[START OF Records to process]

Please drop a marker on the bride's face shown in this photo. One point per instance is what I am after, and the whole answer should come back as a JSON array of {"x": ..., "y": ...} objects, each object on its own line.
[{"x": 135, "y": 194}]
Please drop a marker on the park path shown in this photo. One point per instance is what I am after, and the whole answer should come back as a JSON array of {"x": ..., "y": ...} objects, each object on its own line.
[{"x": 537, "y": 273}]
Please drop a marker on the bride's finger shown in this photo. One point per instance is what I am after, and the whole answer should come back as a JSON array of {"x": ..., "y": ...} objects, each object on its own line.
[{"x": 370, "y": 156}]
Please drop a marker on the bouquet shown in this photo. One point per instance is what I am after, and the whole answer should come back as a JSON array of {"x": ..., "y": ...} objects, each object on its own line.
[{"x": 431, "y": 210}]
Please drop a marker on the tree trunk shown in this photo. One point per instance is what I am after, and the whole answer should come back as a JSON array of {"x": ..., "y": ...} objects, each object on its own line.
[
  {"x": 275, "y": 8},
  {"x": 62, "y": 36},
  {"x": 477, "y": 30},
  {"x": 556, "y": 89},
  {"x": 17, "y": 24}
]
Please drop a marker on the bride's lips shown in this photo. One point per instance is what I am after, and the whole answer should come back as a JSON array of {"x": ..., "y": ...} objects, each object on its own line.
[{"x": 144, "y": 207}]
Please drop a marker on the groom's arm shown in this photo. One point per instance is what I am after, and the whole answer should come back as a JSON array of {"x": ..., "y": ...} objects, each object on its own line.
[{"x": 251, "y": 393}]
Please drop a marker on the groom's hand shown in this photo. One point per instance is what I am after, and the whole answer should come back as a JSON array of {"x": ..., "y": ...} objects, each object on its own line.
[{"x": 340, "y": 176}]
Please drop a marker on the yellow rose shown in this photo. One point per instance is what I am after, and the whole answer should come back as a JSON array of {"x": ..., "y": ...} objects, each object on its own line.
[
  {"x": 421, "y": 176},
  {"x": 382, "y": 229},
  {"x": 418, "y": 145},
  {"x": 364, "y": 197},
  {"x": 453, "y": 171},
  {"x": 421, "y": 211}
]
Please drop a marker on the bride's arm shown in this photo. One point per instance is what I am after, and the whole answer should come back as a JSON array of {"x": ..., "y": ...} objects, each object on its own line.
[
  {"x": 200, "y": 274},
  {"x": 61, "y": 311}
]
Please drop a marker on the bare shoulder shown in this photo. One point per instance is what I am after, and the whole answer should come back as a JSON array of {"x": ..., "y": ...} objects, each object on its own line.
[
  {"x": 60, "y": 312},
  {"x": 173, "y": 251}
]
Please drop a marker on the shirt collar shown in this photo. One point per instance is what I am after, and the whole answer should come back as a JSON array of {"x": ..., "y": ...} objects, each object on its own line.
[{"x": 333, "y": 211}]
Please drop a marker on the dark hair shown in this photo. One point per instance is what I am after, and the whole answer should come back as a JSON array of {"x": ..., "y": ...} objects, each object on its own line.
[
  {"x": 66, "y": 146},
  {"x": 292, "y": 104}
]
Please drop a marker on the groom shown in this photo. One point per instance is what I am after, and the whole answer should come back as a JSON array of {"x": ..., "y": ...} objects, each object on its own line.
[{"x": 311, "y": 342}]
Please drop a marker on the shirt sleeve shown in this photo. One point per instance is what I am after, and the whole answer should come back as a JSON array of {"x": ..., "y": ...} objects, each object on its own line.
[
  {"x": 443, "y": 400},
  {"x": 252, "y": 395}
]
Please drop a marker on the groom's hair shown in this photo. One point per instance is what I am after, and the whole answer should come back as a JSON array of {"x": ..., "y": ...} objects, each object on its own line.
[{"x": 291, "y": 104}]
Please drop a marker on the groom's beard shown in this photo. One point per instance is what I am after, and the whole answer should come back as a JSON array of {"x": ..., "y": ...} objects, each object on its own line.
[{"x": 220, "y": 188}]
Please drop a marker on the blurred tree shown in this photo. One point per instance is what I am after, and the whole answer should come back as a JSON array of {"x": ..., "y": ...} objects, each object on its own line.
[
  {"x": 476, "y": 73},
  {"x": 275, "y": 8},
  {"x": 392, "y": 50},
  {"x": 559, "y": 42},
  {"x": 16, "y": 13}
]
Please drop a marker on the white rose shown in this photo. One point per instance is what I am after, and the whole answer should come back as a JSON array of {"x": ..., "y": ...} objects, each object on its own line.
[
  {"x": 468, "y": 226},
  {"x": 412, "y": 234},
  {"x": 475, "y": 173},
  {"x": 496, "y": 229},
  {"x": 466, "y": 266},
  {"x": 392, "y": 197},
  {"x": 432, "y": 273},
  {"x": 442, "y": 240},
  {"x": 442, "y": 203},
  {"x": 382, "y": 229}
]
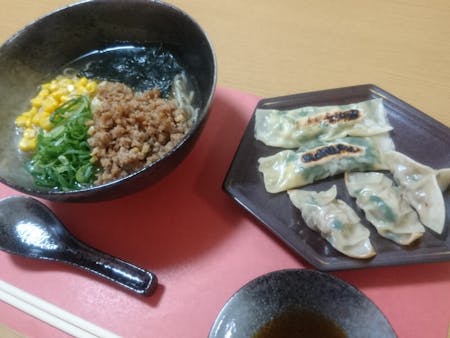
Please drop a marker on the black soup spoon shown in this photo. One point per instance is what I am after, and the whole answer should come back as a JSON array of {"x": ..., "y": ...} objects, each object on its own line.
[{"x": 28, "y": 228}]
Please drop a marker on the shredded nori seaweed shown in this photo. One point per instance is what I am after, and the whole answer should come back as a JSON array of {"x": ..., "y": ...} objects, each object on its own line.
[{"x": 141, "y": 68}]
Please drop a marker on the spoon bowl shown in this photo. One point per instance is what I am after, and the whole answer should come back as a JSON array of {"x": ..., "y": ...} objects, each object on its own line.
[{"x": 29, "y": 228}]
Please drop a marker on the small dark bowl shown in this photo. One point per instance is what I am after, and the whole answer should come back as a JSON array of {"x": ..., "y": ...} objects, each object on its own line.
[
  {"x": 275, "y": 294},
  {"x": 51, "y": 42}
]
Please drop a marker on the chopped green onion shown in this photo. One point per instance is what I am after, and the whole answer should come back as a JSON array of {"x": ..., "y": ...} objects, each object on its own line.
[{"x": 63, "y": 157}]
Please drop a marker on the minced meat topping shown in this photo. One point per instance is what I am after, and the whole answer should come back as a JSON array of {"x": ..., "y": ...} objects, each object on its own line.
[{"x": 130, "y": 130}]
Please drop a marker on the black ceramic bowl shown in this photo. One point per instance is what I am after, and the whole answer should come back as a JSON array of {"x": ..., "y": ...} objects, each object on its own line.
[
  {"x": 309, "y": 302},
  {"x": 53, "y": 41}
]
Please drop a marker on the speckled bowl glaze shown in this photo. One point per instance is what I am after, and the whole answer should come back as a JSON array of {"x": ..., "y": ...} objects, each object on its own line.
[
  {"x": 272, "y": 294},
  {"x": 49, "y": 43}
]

[END OF Records to process]
[START OF Records to process]

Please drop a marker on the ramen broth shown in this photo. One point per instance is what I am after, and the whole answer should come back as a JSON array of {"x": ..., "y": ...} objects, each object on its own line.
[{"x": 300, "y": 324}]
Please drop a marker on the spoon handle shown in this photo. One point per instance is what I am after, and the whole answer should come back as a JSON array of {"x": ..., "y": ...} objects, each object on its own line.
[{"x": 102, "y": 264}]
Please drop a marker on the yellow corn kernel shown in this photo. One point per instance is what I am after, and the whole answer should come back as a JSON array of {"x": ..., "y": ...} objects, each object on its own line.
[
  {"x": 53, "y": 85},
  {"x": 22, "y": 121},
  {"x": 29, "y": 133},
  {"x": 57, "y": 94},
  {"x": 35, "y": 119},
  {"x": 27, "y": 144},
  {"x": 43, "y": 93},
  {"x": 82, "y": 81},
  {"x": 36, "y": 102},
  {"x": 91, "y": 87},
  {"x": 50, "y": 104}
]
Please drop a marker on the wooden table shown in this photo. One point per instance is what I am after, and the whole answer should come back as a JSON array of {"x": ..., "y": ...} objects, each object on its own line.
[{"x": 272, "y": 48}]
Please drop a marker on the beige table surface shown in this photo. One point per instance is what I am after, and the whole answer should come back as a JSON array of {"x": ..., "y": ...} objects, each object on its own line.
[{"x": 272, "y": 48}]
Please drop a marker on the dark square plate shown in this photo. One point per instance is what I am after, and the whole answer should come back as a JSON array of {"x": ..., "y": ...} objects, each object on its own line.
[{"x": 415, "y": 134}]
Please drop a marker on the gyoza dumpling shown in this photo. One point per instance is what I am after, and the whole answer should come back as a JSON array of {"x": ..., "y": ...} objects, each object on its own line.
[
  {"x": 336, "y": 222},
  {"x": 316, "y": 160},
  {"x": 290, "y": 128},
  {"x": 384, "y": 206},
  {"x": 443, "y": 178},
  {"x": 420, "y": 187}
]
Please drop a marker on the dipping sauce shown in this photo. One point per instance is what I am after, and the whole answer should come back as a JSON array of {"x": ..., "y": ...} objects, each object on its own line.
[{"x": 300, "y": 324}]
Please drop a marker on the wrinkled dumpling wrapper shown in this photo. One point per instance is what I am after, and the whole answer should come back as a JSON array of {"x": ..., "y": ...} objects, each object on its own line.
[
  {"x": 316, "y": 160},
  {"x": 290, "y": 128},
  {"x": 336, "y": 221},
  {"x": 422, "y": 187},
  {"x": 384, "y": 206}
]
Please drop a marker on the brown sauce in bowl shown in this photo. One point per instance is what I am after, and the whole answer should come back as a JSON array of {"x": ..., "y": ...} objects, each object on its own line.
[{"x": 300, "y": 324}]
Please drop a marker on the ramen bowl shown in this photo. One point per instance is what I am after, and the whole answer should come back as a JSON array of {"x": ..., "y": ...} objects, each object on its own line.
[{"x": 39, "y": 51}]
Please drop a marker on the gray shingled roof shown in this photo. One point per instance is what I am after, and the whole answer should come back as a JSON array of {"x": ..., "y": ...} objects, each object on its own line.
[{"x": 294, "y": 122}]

[END OF Records to process]

Gather every line of the data above that contains the string "corn", and copy each one out. Treat matching as case-sensitive.

Please drop a marker on the yellow corn kernel shown in this photo. One point per instance is what I am after, and the whole answer should come back as a JSON array of {"x": ..., "y": ...} objects, each object on its own line.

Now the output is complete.